▶ [Records for the exercise]
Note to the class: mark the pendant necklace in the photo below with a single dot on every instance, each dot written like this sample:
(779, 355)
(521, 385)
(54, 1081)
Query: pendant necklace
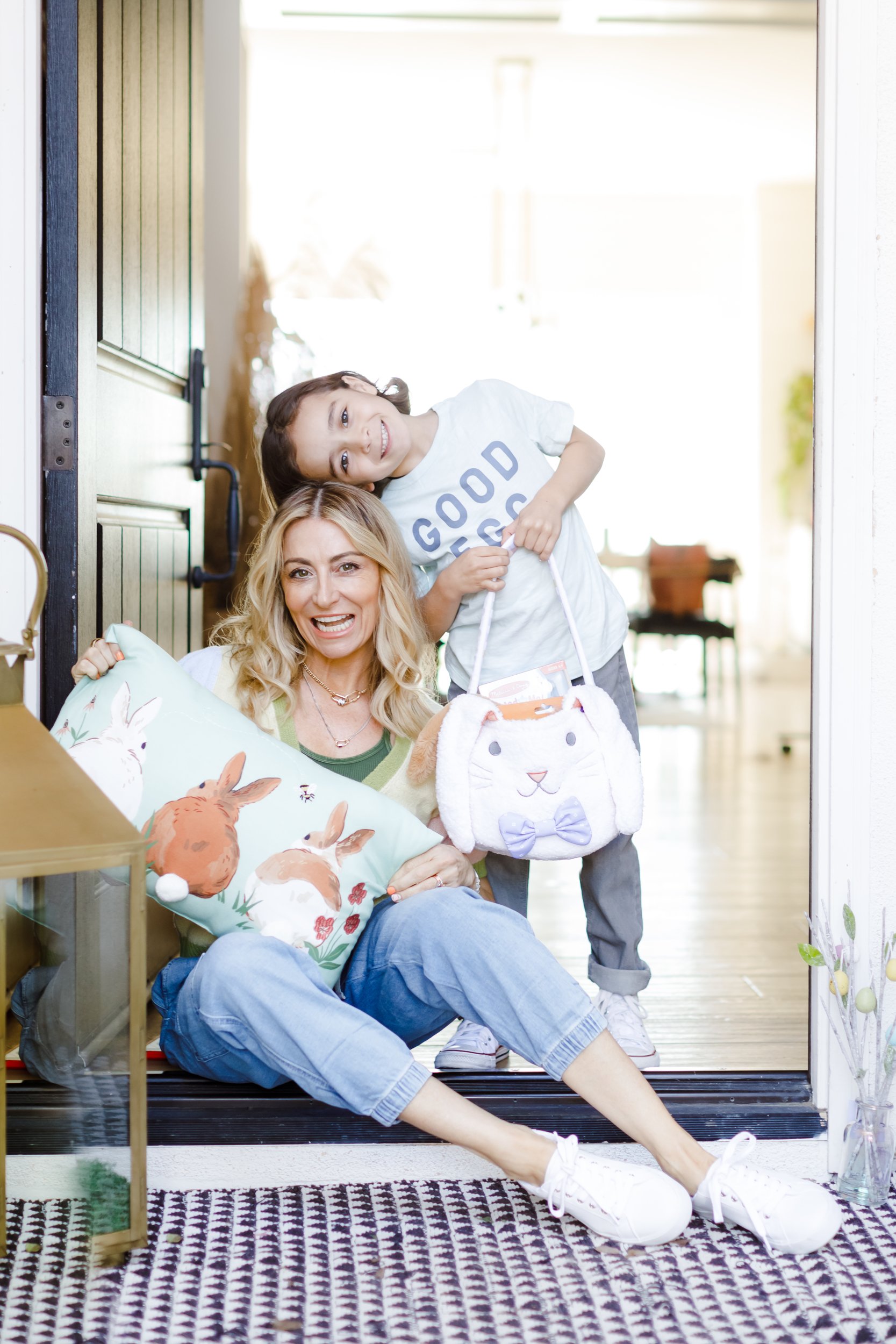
(340, 699)
(336, 741)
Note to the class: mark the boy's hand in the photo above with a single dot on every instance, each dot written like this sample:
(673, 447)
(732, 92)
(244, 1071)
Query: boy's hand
(536, 526)
(480, 569)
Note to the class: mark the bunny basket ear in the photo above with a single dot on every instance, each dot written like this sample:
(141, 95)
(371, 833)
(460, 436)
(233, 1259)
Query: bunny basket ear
(457, 737)
(422, 760)
(620, 756)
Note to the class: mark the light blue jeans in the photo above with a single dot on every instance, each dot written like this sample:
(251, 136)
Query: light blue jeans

▶ [What you will do] Copy the listing word for word, excluding its pictures.

▶ [Completed task]
Note to the class: mark the pendant necklace in the photo below with a single dot on every instance, each dot written like this sample:
(779, 355)
(521, 385)
(54, 1081)
Query: pendant necklace
(340, 699)
(336, 741)
Note to the class: mark the boy's hand in the photo above with a single dot on every instance, each dot written like this sample:
(673, 447)
(732, 92)
(244, 1071)
Query: boy's hand
(536, 526)
(480, 569)
Note to the class: mark the bunny basket ear in the photo above with a single dot on every instance, each dot written like this sample:
(141, 95)
(371, 833)
(460, 436)
(233, 1259)
Query: bunny basket ear
(457, 737)
(422, 760)
(620, 756)
Note to the class: mark the light blue jeans in the photo above with a single dot on every instance, each dot written like this sample:
(251, 136)
Query: light blue jeans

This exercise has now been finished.